▸ The task: Without the pictures, set down every line of the data exactly.

:: Information given ::

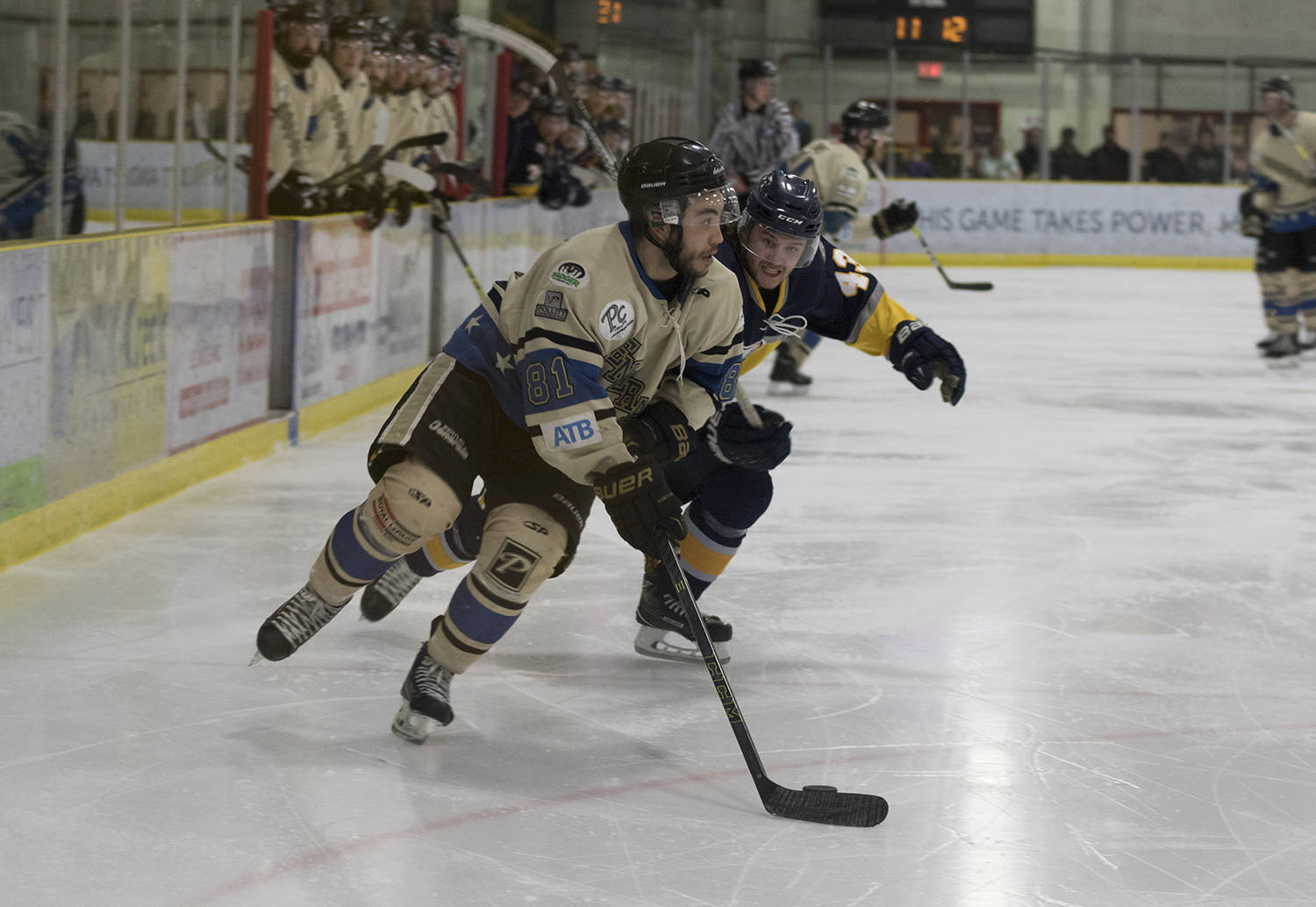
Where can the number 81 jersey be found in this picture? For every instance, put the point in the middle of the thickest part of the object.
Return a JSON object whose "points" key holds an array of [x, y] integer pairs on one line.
{"points": [[833, 295]]}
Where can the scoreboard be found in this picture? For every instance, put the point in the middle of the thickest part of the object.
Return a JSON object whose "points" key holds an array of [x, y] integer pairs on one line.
{"points": [[984, 26]]}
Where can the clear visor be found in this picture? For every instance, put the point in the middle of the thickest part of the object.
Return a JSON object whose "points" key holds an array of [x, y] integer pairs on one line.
{"points": [[707, 208], [776, 247]]}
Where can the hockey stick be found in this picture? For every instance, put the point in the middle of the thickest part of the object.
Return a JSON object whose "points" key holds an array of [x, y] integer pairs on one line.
{"points": [[953, 284], [550, 66], [820, 803]]}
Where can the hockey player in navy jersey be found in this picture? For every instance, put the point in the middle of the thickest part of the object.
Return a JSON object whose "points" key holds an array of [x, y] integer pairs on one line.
{"points": [[528, 395], [791, 279]]}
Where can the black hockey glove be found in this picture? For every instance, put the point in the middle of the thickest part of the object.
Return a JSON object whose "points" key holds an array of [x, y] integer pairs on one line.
{"points": [[658, 431], [897, 218], [641, 506], [920, 354], [1252, 220], [736, 442]]}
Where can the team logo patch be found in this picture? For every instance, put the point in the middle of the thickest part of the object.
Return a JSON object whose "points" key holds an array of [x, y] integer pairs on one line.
{"points": [[618, 320], [571, 433], [569, 274], [552, 307], [512, 565]]}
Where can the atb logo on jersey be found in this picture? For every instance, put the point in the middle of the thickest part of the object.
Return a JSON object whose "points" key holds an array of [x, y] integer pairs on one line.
{"points": [[571, 433], [512, 565], [569, 274], [618, 320], [552, 307]]}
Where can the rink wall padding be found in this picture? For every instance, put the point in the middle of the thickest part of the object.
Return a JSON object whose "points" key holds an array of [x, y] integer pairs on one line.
{"points": [[134, 365]]}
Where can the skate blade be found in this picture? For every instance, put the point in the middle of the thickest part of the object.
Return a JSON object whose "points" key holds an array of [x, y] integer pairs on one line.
{"points": [[411, 725], [654, 643]]}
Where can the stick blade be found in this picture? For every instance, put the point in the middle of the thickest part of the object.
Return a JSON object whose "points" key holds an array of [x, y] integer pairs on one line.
{"points": [[829, 807]]}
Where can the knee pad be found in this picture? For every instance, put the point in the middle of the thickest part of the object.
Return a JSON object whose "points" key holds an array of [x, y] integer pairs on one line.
{"points": [[733, 499], [521, 548], [408, 506]]}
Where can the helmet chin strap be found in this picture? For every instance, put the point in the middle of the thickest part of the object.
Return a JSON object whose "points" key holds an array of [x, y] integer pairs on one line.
{"points": [[671, 247]]}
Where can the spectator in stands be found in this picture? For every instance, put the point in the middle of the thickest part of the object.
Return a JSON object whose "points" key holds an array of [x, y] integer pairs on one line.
{"points": [[803, 128], [524, 162], [916, 166], [1161, 165], [1108, 161], [1031, 155], [1205, 161], [1068, 162], [995, 162], [944, 162]]}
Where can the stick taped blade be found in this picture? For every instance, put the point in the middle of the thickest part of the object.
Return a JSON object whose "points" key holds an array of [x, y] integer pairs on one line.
{"points": [[829, 807]]}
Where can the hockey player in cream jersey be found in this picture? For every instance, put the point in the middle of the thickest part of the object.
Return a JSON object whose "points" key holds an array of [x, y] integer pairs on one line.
{"points": [[837, 168], [1279, 210], [528, 395], [791, 279]]}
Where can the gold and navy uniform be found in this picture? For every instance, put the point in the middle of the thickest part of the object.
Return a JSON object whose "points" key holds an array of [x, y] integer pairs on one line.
{"points": [[833, 296]]}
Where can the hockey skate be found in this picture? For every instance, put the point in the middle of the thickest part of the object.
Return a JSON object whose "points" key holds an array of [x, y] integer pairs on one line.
{"points": [[382, 596], [1281, 346], [786, 378], [663, 631], [426, 699], [292, 623]]}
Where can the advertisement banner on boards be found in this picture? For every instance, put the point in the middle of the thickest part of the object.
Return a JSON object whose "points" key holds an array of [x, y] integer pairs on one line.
{"points": [[363, 300], [24, 320], [110, 308], [218, 333], [1068, 218], [149, 176]]}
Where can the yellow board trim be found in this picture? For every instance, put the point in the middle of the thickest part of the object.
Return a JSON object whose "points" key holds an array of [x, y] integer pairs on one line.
{"points": [[999, 260], [50, 525]]}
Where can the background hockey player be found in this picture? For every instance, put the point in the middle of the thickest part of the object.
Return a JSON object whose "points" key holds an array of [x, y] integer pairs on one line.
{"points": [[837, 168], [528, 395], [790, 281], [1279, 210], [755, 133]]}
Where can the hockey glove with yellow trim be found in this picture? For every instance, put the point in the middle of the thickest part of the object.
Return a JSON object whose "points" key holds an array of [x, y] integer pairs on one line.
{"points": [[641, 506]]}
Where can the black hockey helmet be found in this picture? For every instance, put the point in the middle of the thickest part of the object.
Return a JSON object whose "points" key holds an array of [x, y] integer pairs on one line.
{"points": [[783, 216], [349, 28], [289, 13], [862, 115], [757, 68], [1279, 84], [658, 178]]}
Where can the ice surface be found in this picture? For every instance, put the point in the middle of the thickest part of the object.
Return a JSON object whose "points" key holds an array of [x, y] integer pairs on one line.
{"points": [[1066, 628]]}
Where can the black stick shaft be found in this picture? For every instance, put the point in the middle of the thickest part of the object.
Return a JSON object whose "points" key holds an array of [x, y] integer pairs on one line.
{"points": [[715, 669]]}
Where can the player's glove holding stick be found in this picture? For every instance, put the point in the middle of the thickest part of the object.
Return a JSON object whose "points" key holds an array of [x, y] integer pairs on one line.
{"points": [[920, 354], [897, 218], [641, 506]]}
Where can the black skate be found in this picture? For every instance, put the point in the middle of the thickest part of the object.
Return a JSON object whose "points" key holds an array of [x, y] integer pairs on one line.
{"points": [[382, 596], [1282, 346], [661, 617], [292, 623], [786, 378], [426, 699]]}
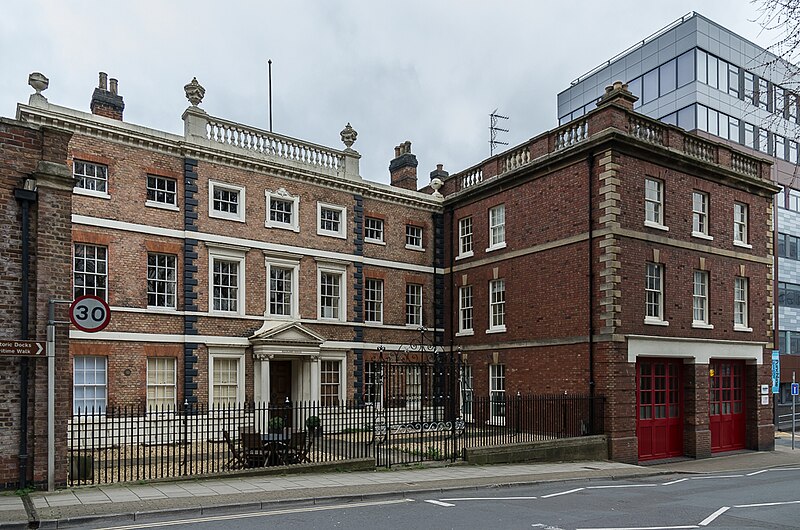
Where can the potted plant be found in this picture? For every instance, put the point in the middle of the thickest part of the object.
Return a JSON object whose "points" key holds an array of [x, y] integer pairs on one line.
{"points": [[275, 424], [314, 425]]}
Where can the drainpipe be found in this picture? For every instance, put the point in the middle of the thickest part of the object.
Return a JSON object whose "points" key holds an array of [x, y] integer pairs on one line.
{"points": [[26, 196], [590, 162]]}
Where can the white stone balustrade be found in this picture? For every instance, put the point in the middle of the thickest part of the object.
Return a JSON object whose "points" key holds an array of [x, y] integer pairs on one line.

:::

▸ Reply to the task:
Where can the number 81 jersey be found in this picture? For every instance, put the point in the middle of the thickest part of the object.
Return a JSON object whose "points" key holds an array of [x, y] integer pairs on one line.
{"points": [[833, 295]]}
Where can the scoreboard be found in this picture? For every instance, put the point in the middle of the thickest part of the object.
Return a JSON object whose "points" key holds an array of [x, y] integer pairs on one line.
{"points": [[984, 26]]}
Where can the clear visor be found in this picture? For every instance, put the point in the middle of the thickest part of the object.
Return a JSON object whose "points" key holds an array of [x, y] integer pairs on one line.
{"points": [[707, 208], [776, 247]]}
Where can the hockey stick be found in this picture? For every instance, put the point in the middle of the thickest part of the object.
Return a JSON object whose "points" key holds an array of [x, y] integer pairs on one line.
{"points": [[953, 284], [550, 66], [820, 803]]}
Where can the hockey player in navy jersey be found in this picture? For every instance, put the point in the middle of the thickest part of the object.
Return a JSON object whose "points" key holds an array of [x, y] integer pairs on one line.
{"points": [[528, 395], [791, 279]]}
Where can the black hockey glove be found in this picture? For every instance, put the point in the middle of the thickest part of the object.
Return a JSON object whose "points" key holds an array of [x, y] integer pairs on one line.
{"points": [[658, 431], [897, 218], [641, 506], [920, 354], [1252, 220], [736, 442]]}
Where can the team logo patch be found in this picture? For every instance, put the point in the middle of the thickest part of the object.
Return a JSON object whose "points" key holds an array of [x, y] integer pairs on one line.
{"points": [[618, 320], [571, 433], [569, 274], [552, 307], [512, 565]]}
Where can the atb logo on jersey be found in this picture? For every instance, put the point in the middle of the thickest part of the object.
Return a JSON object whose "points" key holds an array of [x, y] integer pairs on one line.
{"points": [[571, 433], [512, 565], [569, 274], [618, 320], [552, 307]]}
Where can the rink wall padding be found in this picture? For every instance, put the point in the middle of the thickest part of the object.
Return a JSON object whose "points" key holds an array of [x, y] integer pairs on one line.
{"points": [[134, 365]]}
Where can the skate blade be found in this picture? For every instance, put the point in the middle of the thickest part of the object.
Return a JSON object whose "points" key holds an array of [x, y] integer pairs on one line.
{"points": [[411, 725], [654, 643]]}
Where can the stick blade be found in this picture? For every instance, put the point in the middle of the thickest part of the object.
Return a JSON object whose "points" key holds an array of [x, y] integer pairs on one line.
{"points": [[829, 807]]}
Where can the knee pad be found in this picture? For every instance, put the point in the middle of the thickest part of the object.
Return a JSON object whose "points" key holds an array of [x, y] integer pairs on one line.
{"points": [[733, 499], [521, 548], [408, 506]]}
Where can the helmet chin strap be found in this picture? For every instance, put the point in the middle of the thickest part of the object.
Return a JSON object whose "points" key holds an array of [x, y] integer pairs on one line.
{"points": [[671, 247]]}
Where can the spectator in stands be found in this picture? For every instance, put the point in the middle of the thickest part of the object.
Return a JSON object whose "points" key holds an array of [x, y] integer pairs on one line.
{"points": [[803, 128], [524, 162], [916, 166], [1161, 165], [1108, 161], [1031, 155], [1205, 161], [1068, 162], [995, 162], [944, 162]]}
Where can the stick taped blade be found in this picture? For every instance, put the point in the middle of the thickest part of the object.
Return a JSON object whose "points" key holds an array of [x, y] integer pairs on one line.
{"points": [[829, 807]]}
Where can the hockey player in cream jersey be found in this picture? For every instance, put the point in the middle of the thickest part of the object.
Return a JSON object whose "points" key holds an array of [x, y] integer pairs on one line.
{"points": [[837, 168], [1279, 210], [528, 395], [791, 279]]}
Where can the gold and navy uniform be found in this picture? For every instance, put the point in the middle of the thickest part of the object.
Return a JSON object whose "points" key holds an array of [x, y] integer pairs on one line.
{"points": [[833, 296]]}
Where can the hockey skate be found in this picture? For every instance, put the point in the middle of the thickest part of the object.
Return a JSON object whose "points" key holds an array of [x, y] integer pairs on one line.
{"points": [[382, 596], [1281, 346], [786, 378], [663, 631], [426, 699], [292, 623]]}
Where can the advertisement banner on boards be found in this picture? For every instance, put the point in the middle of the thickest part of the object.
Return a JSON object whose "points" key holds an array of [x, y] integer pairs on one line.
{"points": [[363, 300], [24, 320], [110, 308], [218, 333], [1068, 218], [149, 176]]}
Where can the yellow board trim be found in this picture? For every instance, put the point in the middle of the thickest part of the object.
Return a JSON object whose "points" key holds an array of [x, y] integer pairs on one line.
{"points": [[999, 260], [50, 525]]}
Where can the background hockey player be found in this picture? For every instance, put the point in the middle of the thickest part of the object.
Return a JSON object whose "points" key holds an array of [x, y] integer pairs on one line.
{"points": [[837, 168], [528, 395], [790, 281], [1279, 210], [755, 133]]}
Where can the hockey glove with yellow trim be found in this picture? For every instance, put the point in the middle of the thickest part of the object.
Return a JSON object whose "points" key holds an array of [x, y] integer pairs on one line.
{"points": [[641, 506]]}
Where can the black hockey helmet be found in this picture? For every instance, put the point in the middle of the thickest part of the object.
Return a JSON object whose "points" key holds an array of [x, y] integer pairs on one line.
{"points": [[783, 216], [349, 28], [289, 13], [862, 115], [757, 68], [1279, 84], [658, 178]]}
Where can the ice surface be found in this picture? For every instance, put the point in the middle of the thickest part of the object.
Return a JSON object whose "points" key holds an array of [x, y] integer pairs on one line.
{"points": [[1066, 628]]}
Where can the black stick shaft be found in this picture? For every instance, put the point in the middle of the thickest part of the object.
Return a JSON object whose "points" key holds an array of [x, y] integer pairs on one line.
{"points": [[715, 669]]}
Where can the player's glove holding stick be found in this picture? For every instance, put the point in the middle of the thickest part of the object.
Return a JSON object whose "points" key holds an array of [x, y] integer pairs on one line.
{"points": [[920, 354], [897, 218], [641, 506]]}
Where can the black skate be found in this picture? For every instance, put the point in the middle of the thickest part of the object.
Return a JSON object whose "points" key holds an array of [x, y] integer pairs on one line.
{"points": [[382, 596], [1282, 346], [661, 617], [292, 623], [786, 378], [426, 699]]}
Where can the potted plant be found in this picture? For every instance, put the point in the middle of the thickest part of the object.
Return a JSON object whose "points" key holds an array of [x, y] integer pairs on one line.
{"points": [[275, 424], [314, 425]]}
Where can the drainpipe be found in this picture? For every instance, put the point in the middle of the thickest part of the object.
Return a JSON object whose "points" key holds an array of [x, y] integer pairs on one line.
{"points": [[26, 196], [590, 162]]}
Where can the white stone balustrade be found in this picture? For every instance, put the point in the middle of the thickest part of the object.
Return a JSON object whose "points" key holds an array of [x, y] integer pairs on one line.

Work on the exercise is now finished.